== Passage to read ==
One huge advantage that women have regarding enterprise development is simply that they typically are been supported by husbands and family. That means that they can gladly accept a lower rate of cash throughput while they invent their future.
It often was the milking cow or the chicken coop. Neither by themselves supported a family at all but they clearly contributed.
Now we are seeing that natural cadre of low cost assistance been harnessed to distribute solutions to the lowest level of society. That is the real secret of microfinance which never really needed much true capital at all and what was put up was readily repaid and added to.
Her solar lamps solve lighting and is very much a fruit of recent technology. It obviously allows grid power to be supported during failure and where it does not exist. Other wise is provides lighting everywhere else and that never goes away. At least the capacity of these solar lights are such that they do allow kerosene to be retired.
We kept ours around solely for power failures. Cattle still have to be fed and milked and battery power was never up to that. this solves even that..
How One Woman Helped Light Rural India With Solar Lamps
She grew up in an affluent New York town but soon after college, Ajaita Shah went to her parents’ native India to work with the poor.

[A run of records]
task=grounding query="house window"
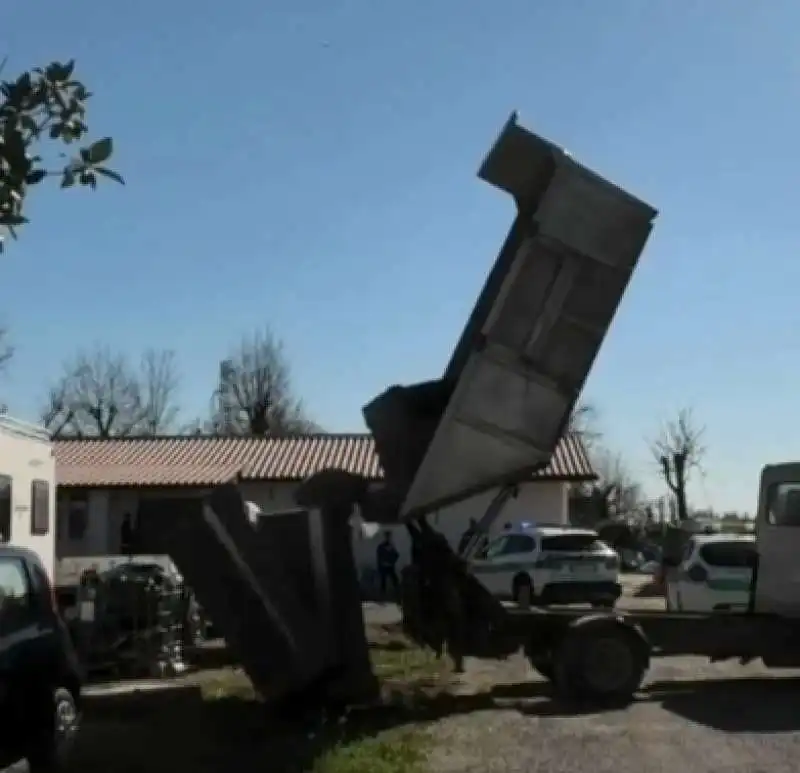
[31,480,50,536]
[58,491,89,542]
[0,475,13,542]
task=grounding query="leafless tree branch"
[139,349,179,435]
[567,402,603,448]
[42,347,178,438]
[210,330,317,436]
[651,408,706,521]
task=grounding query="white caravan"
[0,416,56,582]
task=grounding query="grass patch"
[75,627,449,773]
[312,729,428,773]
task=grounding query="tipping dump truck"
[136,111,656,702]
[138,111,800,703]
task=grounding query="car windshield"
[542,534,605,553]
[700,540,756,569]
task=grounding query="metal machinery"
[131,111,800,705]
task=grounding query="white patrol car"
[664,534,756,612]
[471,523,622,607]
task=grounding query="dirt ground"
[65,577,800,773]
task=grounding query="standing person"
[376,531,400,598]
[458,518,478,555]
[119,513,134,557]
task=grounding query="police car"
[471,523,622,607]
[664,534,756,612]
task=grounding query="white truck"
[0,416,56,582]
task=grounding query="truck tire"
[25,687,80,773]
[553,615,650,704]
[528,658,555,682]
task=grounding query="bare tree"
[208,330,316,436]
[0,329,14,371]
[138,349,179,435]
[651,408,706,521]
[567,402,603,447]
[42,347,177,438]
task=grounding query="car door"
[0,556,54,751]
[700,540,756,612]
[492,534,536,598]
[667,539,702,612]
[470,534,512,596]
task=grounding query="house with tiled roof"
[54,433,594,584]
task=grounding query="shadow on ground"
[633,580,664,599]
[75,627,800,773]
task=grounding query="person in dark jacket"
[376,531,400,597]
[458,518,478,555]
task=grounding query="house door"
[133,497,202,563]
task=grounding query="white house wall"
[0,417,56,579]
[241,481,568,572]
[57,482,568,584]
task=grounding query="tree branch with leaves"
[0,61,124,250]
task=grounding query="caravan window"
[31,480,50,536]
[0,475,13,542]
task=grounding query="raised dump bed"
[131,116,655,701]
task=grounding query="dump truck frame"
[115,115,800,710]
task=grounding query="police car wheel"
[25,688,80,773]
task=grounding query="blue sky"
[0,0,800,508]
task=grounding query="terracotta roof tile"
[54,433,594,488]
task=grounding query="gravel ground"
[367,576,800,773]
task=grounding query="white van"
[0,416,56,583]
[664,534,756,612]
[471,524,622,607]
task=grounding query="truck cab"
[752,462,800,617]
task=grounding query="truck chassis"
[401,525,800,702]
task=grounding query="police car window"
[542,534,603,553]
[767,483,800,526]
[503,534,536,555]
[485,537,508,558]
[700,542,756,569]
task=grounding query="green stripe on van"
[707,577,750,592]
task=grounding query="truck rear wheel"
[553,616,650,703]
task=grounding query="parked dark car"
[0,545,82,771]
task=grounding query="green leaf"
[89,137,114,164]
[0,213,28,228]
[80,170,97,190]
[25,169,47,185]
[94,166,125,185]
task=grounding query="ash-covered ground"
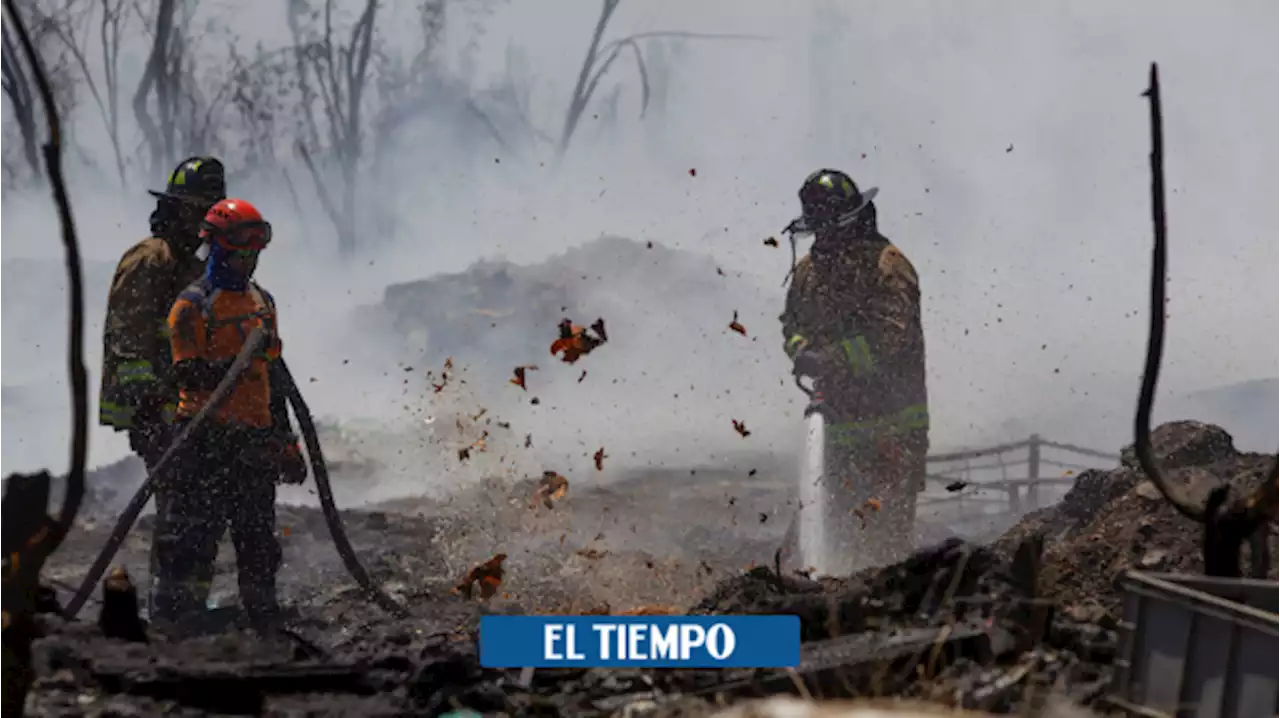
[20,422,1268,715]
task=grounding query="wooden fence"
[919,434,1120,516]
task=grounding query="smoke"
[0,0,1280,491]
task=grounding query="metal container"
[1107,571,1280,718]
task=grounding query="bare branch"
[0,0,88,701]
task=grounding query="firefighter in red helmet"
[154,198,306,630]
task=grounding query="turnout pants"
[152,425,282,625]
[129,424,214,616]
[826,429,929,566]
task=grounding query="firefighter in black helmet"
[99,157,227,616]
[780,169,929,564]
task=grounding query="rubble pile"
[996,421,1280,621]
[22,422,1271,717]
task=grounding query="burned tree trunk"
[0,0,88,715]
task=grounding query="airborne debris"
[508,363,538,392]
[453,553,507,600]
[552,319,609,363]
[529,471,568,508]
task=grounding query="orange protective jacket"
[169,279,289,433]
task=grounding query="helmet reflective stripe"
[97,402,133,429]
[818,174,858,197]
[169,160,205,187]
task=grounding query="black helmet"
[786,169,878,234]
[147,157,227,206]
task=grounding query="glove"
[791,349,824,379]
[271,436,307,486]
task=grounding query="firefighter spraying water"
[780,169,929,575]
[67,200,402,631]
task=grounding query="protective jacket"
[780,229,929,448]
[169,278,289,433]
[99,237,205,431]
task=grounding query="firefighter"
[780,169,929,564]
[99,157,227,616]
[99,157,227,460]
[154,200,306,631]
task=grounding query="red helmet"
[200,200,271,252]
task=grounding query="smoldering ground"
[0,0,1277,606]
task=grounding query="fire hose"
[63,328,407,621]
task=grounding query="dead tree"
[36,0,127,187]
[289,0,378,256]
[0,0,88,715]
[1134,63,1280,578]
[0,13,42,177]
[133,0,182,177]
[556,0,764,156]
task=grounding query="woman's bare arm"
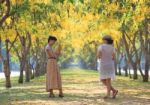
[46,49,56,57]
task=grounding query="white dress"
[98,44,115,80]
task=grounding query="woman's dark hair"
[48,36,57,43]
[103,35,114,44]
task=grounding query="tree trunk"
[118,66,122,75]
[143,61,149,82]
[133,65,138,79]
[25,61,31,82]
[124,66,128,77]
[18,62,24,83]
[4,39,11,88]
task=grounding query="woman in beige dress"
[45,36,63,97]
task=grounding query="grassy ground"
[0,69,150,105]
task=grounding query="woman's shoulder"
[45,44,50,49]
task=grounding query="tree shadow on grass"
[0,87,150,105]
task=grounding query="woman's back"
[99,44,115,64]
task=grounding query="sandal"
[103,96,110,99]
[49,94,55,98]
[59,94,64,98]
[112,90,118,99]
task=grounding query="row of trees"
[0,0,150,87]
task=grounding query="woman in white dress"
[97,35,118,99]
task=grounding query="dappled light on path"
[0,69,150,105]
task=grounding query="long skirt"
[46,59,62,92]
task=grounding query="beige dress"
[46,45,62,92]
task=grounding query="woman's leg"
[106,78,111,97]
[49,89,55,97]
[59,89,64,97]
[108,79,118,98]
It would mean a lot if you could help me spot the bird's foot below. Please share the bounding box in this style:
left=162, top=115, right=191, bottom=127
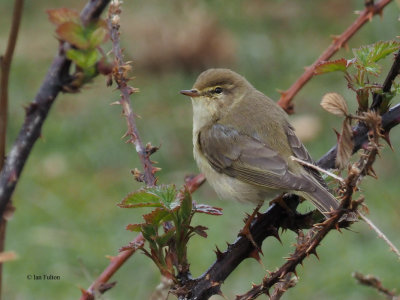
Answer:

== Tasks to perform ==
(1) Decide whether each statement below agrees with the solar lamp passage, answering yes or no and quoting the deciding words of the passage. (a) Ajaita Shah grew up in an affluent New York town. (b) The milking cow by itself supported a family. (c) The solar lights allow kerosene to be retired.
(2) Output the part of the solar lamp passage starting at "It often was" and ending at "to be retired.", copied exactly.

== Outputs for the tasks ==
(1)
(a) Yes: "She grew up in an affluent New York town"
(b) No: "Neither by themselves supported a family at all"
(c) Yes: "they do allow kerosene to be retired"

(2)
It often was the milking cow or the chicken coop. Neither by themselves supported a family at all but they clearly contributed.
Now we are seeing that natural cadre of low cost assistance been harnessed to distribute solutions to the lowest level of society. That is the real secret of microfinance which never really needed much true capital at all and what was put up was readily repaid and added to.
Her solar lamps solve lighting and is very much a fruit of recent technology. It obviously allows grid power to be supported during failure and where it does not exist. Other wise is provides lighting everywhere else and that never goes away. At least the capacity of these solar lights are such that they do allow kerosene to be retired.